Voci elencate:
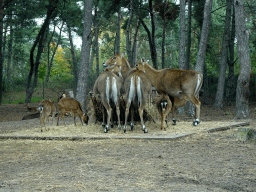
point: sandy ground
(218, 161)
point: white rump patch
(107, 88)
(132, 89)
(114, 90)
(139, 90)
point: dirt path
(202, 162)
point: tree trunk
(135, 44)
(230, 86)
(53, 54)
(118, 31)
(151, 36)
(74, 61)
(128, 39)
(188, 36)
(96, 32)
(85, 54)
(204, 36)
(223, 60)
(39, 41)
(182, 64)
(1, 47)
(242, 90)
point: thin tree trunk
(74, 61)
(96, 31)
(164, 32)
(182, 64)
(135, 44)
(53, 54)
(1, 47)
(230, 86)
(243, 82)
(85, 54)
(204, 36)
(151, 35)
(223, 60)
(118, 31)
(39, 41)
(128, 39)
(188, 36)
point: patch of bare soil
(202, 162)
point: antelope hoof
(174, 122)
(132, 125)
(196, 122)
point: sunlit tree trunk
(242, 90)
(85, 54)
(223, 60)
(230, 86)
(188, 36)
(204, 36)
(182, 64)
(118, 31)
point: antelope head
(114, 60)
(141, 64)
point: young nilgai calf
(47, 109)
(73, 106)
(31, 109)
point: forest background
(38, 49)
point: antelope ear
(122, 54)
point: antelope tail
(139, 93)
(199, 84)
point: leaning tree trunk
(223, 60)
(85, 54)
(182, 64)
(242, 90)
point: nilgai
(181, 84)
(137, 88)
(107, 90)
(47, 109)
(31, 109)
(73, 106)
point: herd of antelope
(119, 79)
(47, 109)
(133, 85)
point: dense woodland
(214, 37)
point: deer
(31, 116)
(31, 109)
(67, 104)
(183, 85)
(47, 109)
(107, 89)
(131, 79)
(137, 88)
(124, 66)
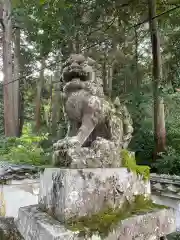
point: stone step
(65, 193)
(34, 224)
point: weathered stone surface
(8, 230)
(98, 128)
(36, 225)
(65, 193)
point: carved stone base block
(36, 225)
(66, 193)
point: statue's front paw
(70, 142)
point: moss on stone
(129, 162)
(105, 221)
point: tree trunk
(56, 100)
(38, 96)
(16, 84)
(109, 80)
(9, 118)
(105, 76)
(159, 121)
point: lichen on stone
(129, 162)
(105, 221)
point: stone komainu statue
(97, 128)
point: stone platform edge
(36, 225)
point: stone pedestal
(36, 225)
(66, 193)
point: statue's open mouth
(76, 72)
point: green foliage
(105, 221)
(129, 162)
(25, 149)
(168, 163)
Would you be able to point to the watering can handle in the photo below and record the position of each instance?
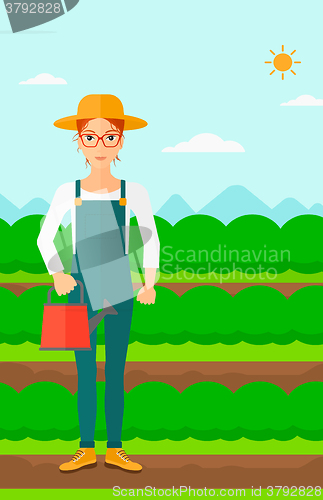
(81, 292)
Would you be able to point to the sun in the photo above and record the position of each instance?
(283, 62)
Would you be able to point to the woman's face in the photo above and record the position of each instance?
(100, 153)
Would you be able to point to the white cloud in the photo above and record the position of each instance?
(44, 79)
(304, 100)
(205, 143)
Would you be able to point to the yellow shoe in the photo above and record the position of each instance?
(118, 458)
(84, 457)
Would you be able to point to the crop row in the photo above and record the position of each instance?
(204, 315)
(155, 411)
(198, 244)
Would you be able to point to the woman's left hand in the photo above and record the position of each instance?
(146, 296)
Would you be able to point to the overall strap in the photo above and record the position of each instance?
(123, 199)
(123, 202)
(78, 199)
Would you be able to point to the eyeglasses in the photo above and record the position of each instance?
(91, 140)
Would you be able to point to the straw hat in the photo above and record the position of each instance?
(100, 106)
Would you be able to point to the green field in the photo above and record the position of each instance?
(185, 352)
(189, 446)
(235, 277)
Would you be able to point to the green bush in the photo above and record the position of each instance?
(156, 411)
(198, 244)
(204, 315)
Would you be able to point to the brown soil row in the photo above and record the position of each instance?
(167, 471)
(180, 375)
(286, 289)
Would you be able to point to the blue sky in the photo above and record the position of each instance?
(185, 67)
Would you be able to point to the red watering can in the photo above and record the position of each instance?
(65, 326)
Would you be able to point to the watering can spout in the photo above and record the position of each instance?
(107, 309)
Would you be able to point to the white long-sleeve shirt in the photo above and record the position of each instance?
(64, 200)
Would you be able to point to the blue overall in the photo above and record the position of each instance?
(99, 245)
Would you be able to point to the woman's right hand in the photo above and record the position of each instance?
(63, 283)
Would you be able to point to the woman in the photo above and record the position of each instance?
(100, 209)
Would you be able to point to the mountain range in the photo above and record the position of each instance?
(10, 213)
(228, 205)
(234, 202)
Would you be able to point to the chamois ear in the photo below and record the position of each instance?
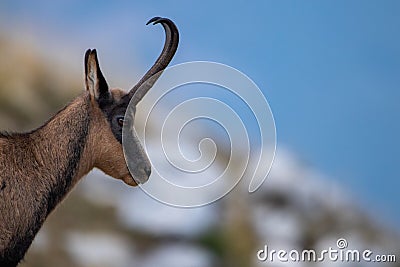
(95, 82)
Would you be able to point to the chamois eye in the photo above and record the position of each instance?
(120, 120)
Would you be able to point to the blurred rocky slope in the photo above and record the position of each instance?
(104, 223)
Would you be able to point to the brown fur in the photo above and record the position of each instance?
(38, 169)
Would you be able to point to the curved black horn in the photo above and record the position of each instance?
(170, 46)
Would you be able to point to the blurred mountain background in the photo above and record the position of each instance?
(302, 205)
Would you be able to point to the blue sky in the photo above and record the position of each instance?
(329, 69)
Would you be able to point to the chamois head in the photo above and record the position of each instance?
(112, 104)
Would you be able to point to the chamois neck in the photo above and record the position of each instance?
(58, 148)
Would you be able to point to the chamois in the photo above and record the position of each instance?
(39, 168)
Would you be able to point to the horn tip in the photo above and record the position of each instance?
(154, 20)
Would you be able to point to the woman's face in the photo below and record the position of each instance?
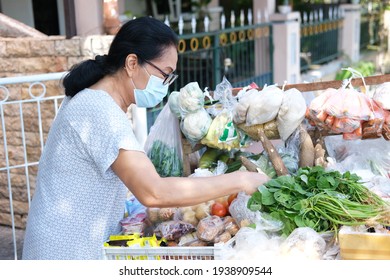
(160, 67)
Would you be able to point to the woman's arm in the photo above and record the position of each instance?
(139, 175)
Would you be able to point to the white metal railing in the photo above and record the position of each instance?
(18, 107)
(8, 165)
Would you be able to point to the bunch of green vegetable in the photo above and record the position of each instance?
(166, 159)
(320, 199)
(366, 68)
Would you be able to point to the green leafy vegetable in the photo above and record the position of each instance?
(166, 160)
(320, 199)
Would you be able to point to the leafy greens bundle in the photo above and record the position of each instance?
(320, 199)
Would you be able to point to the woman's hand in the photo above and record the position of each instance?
(250, 181)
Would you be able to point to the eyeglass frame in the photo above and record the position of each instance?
(168, 78)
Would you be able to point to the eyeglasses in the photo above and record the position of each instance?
(169, 78)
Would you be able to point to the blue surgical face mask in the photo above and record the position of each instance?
(153, 94)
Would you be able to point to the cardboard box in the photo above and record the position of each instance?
(357, 245)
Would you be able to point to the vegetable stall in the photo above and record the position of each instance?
(327, 156)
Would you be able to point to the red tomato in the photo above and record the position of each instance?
(231, 198)
(218, 209)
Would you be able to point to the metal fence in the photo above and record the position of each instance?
(370, 29)
(320, 37)
(207, 57)
(242, 54)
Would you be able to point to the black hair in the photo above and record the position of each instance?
(146, 37)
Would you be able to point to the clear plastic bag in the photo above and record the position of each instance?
(163, 145)
(366, 158)
(222, 133)
(239, 211)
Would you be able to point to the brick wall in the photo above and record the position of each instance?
(28, 56)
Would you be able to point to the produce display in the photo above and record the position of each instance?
(317, 186)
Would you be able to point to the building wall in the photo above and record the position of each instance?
(27, 56)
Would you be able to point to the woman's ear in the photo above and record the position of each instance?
(131, 64)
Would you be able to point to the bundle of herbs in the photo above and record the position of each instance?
(320, 199)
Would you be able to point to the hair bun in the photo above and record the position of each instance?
(101, 59)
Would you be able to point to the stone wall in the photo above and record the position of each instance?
(29, 56)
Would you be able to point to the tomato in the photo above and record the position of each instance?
(231, 198)
(218, 209)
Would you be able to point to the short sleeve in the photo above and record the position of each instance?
(103, 129)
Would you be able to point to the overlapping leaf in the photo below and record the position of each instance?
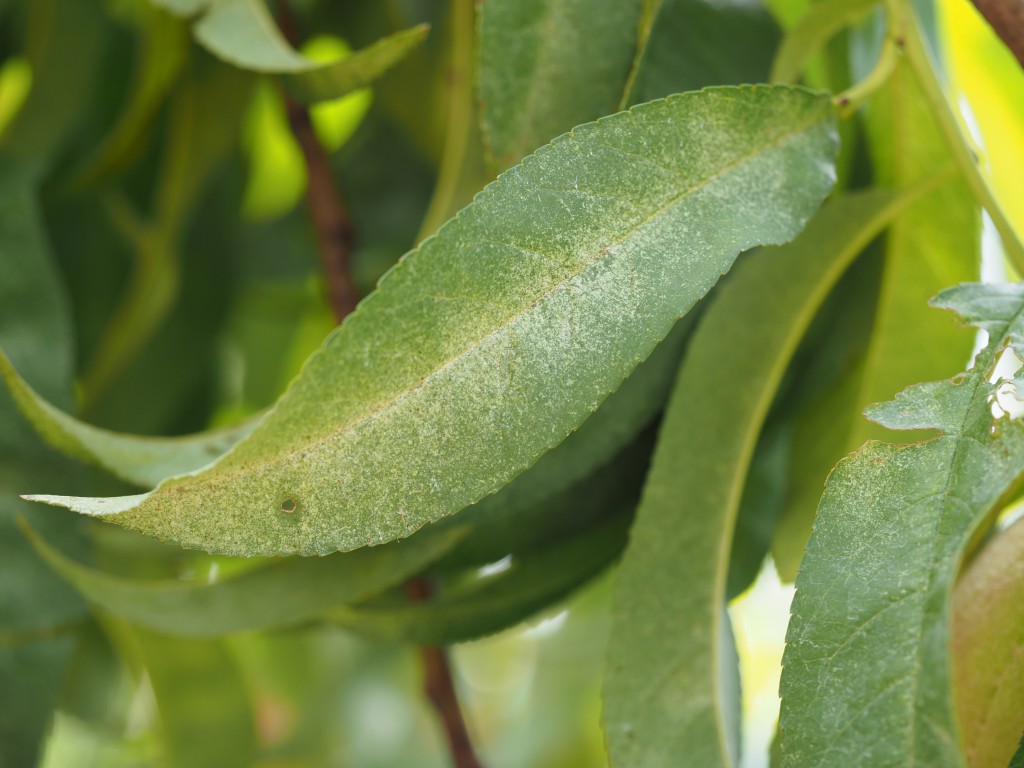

Obiettivo dell'esercizio:
Riscrivi il tratto dalla riga che contiene "Would you be able to point to the short" fino alla fine delle voci, richieste comprese, moltiplicando per 1,8 ogni coordinata delle risposte e arrotondando all'intero più vicino, con le metà per eccesso. Non riportare le immagini.

Risultato finale:
Would you be able to point to the short sleeve in the photo above and record the position of each instance?
(185, 232)
Would you be able to point to the overlapping leaf in the photo below and record the position of each instance?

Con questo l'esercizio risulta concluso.